** GIVEN REQUEST **
In this exercise, reproduce all the entries that follow exactly.

(Items listed in a dataset)
━━━━━━━━━━━━━━━━━━━━━━━━━━━━━━

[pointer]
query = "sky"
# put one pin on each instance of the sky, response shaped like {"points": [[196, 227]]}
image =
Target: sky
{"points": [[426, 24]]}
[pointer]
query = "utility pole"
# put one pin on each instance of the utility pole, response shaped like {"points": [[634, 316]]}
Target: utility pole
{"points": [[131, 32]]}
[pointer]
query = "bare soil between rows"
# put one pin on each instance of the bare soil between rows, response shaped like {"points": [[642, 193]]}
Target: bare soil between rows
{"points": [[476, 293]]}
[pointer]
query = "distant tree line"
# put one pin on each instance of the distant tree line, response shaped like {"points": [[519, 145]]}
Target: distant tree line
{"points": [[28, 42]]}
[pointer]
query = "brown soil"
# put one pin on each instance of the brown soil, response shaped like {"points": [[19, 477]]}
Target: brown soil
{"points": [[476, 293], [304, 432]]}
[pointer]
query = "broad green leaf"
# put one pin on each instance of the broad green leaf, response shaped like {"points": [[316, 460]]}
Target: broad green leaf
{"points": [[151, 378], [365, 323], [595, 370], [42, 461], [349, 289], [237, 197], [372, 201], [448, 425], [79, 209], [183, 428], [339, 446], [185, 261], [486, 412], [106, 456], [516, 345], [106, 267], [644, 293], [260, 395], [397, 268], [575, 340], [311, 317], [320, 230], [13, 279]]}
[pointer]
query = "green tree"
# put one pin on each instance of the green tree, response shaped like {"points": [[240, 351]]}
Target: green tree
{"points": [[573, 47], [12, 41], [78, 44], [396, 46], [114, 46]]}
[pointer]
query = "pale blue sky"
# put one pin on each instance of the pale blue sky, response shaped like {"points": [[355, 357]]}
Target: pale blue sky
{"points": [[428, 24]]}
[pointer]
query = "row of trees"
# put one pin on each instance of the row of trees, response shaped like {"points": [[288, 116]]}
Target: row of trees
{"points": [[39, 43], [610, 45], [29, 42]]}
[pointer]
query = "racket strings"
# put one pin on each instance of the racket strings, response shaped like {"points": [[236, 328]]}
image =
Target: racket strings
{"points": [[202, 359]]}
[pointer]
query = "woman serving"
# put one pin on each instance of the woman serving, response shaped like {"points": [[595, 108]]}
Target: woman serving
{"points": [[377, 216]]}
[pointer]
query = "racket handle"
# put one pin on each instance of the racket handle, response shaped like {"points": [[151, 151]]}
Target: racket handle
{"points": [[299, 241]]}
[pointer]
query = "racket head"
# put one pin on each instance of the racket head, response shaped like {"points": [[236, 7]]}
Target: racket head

━━━━━━━━━━━━━━━━━━━━━━━━━━━━━━

** TASK ANSWER **
[pointer]
query = "sky"
# put one pin on each instance of the sky, response shaped like {"points": [[196, 227]]}
image =
Target: sky
{"points": [[426, 24]]}
[pointer]
query = "utility pole"
# put one pin on each instance of the utility pole, response shaped like {"points": [[634, 316]]}
Target: utility pole
{"points": [[131, 32]]}
[pointer]
query = "bare soil between rows"
# put one pin on each instance of the bare soil between rows, response shaped like {"points": [[642, 193]]}
Target: bare soil between rows
{"points": [[476, 293]]}
[pointer]
query = "distant tree line"
# put one pin on each instance of the distant tree line, response shaped like {"points": [[519, 145]]}
Target: distant tree line
{"points": [[28, 42]]}
[pointer]
query = "brown soil"
# put one pin on each instance of the brown soil, response shaped like {"points": [[19, 477]]}
Target: brown soil
{"points": [[476, 293], [304, 432]]}
[pointer]
query = "broad green leaf"
# put one pin on each instance of the broad green leaf, response shaped like {"points": [[316, 460]]}
Target: broad green leaf
{"points": [[151, 378], [365, 323], [595, 370], [42, 461], [349, 289], [237, 197], [372, 201], [448, 425], [79, 209], [183, 428], [339, 446], [185, 261], [486, 412], [106, 456], [516, 345], [106, 267], [644, 293], [260, 395], [397, 268], [575, 340], [311, 317], [320, 230], [13, 279]]}
[pointer]
query = "green tree"
# put one pin on each instance of the green tree, response shaped like {"points": [[240, 351]]}
Target: green tree
{"points": [[573, 47], [12, 41], [78, 44], [396, 46], [114, 46]]}
[pointer]
query = "pale blue sky"
# put one pin on each instance of the pale blue sky, response shaped like {"points": [[355, 357]]}
Target: pale blue sky
{"points": [[428, 24]]}
[pointer]
query = "row of trees"
# put one pin on each instance of the row of trees, response shaped like {"points": [[288, 116]]}
Target: row of trees
{"points": [[39, 43], [610, 45], [29, 42]]}
[pointer]
query = "racket strings"
# put one pin on each instance of the racket strings, response shaped like {"points": [[236, 328]]}
image =
Target: racket strings
{"points": [[202, 359]]}
[pointer]
query = "woman serving"
# put one pin on each instance of the woman serving, response shaped like {"points": [[595, 108]]}
Target: woman serving
{"points": [[377, 216]]}
[pointer]
query = "racket handle"
# put one pin on each instance of the racket handle, response shaped like {"points": [[151, 151]]}
Target: racket handle
{"points": [[299, 241]]}
[pointer]
query = "racket head"
# put one pin on each instance of the racket head, response shaped like {"points": [[236, 7]]}
Target: racket head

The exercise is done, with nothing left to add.